### Data in this exercise
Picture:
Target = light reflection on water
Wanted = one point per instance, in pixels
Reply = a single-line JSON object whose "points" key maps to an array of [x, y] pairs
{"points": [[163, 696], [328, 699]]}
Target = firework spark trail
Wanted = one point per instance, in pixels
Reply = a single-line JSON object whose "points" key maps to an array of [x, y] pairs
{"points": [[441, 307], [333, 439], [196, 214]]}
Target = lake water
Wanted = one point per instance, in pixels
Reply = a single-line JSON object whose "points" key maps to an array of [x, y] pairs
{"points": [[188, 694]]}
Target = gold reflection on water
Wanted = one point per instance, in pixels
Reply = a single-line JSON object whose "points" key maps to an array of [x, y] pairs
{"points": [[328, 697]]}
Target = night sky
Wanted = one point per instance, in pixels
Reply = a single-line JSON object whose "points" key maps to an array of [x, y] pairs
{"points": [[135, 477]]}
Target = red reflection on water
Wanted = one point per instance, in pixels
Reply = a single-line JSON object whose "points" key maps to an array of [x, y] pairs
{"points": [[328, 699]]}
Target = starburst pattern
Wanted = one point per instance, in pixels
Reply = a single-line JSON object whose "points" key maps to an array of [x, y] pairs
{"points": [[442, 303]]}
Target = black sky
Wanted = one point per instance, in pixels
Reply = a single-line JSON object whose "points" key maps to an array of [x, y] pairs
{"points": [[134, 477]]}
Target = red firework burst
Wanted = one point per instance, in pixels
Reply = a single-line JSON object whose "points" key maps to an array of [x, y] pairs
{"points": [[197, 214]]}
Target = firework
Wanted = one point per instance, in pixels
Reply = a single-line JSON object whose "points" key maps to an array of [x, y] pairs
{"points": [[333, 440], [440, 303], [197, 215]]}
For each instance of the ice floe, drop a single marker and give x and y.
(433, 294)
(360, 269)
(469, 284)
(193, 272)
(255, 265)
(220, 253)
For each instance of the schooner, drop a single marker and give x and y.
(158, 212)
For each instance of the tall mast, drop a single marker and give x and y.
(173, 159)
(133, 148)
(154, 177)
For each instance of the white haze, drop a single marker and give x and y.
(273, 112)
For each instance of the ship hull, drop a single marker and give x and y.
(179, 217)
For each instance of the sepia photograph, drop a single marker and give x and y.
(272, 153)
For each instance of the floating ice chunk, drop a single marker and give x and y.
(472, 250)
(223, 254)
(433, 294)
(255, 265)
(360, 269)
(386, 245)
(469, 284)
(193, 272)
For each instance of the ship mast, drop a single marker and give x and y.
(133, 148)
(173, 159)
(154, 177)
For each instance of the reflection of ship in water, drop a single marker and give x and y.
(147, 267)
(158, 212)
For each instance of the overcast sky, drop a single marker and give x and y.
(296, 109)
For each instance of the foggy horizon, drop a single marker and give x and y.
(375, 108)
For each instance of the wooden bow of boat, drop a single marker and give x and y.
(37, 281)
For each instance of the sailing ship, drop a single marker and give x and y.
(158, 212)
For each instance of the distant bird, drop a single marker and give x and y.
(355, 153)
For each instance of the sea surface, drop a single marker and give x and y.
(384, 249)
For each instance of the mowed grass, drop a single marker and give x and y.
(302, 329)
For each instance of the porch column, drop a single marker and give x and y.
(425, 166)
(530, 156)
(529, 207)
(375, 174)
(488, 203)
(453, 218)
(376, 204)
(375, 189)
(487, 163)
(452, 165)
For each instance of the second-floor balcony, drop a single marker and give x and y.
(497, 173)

### Requirement
Copy everything from the line containing "For each instance of the sailing" down to the end of the data, swapping "porch column" for "porch pillar" and keeping all else unchanged.

### Exercise answer
For each instance of the sailing ship, drop a single marker and give x and y.
(158, 212)
For each instance of the distant bird, drop a single marker and give x and y.
(355, 153)
For each instance of the sea surface, drop a single marker and give x and y.
(384, 249)
For each instance of the mowed grass, drop a single marker and give x and y.
(302, 329)
For each instance of the porch pillar, drop a single marker and give x and y.
(425, 166)
(530, 156)
(529, 207)
(375, 174)
(488, 203)
(453, 218)
(376, 204)
(375, 189)
(487, 163)
(452, 165)
For each instance of the second-floor balcony, drop a single marker and give x and y.
(497, 173)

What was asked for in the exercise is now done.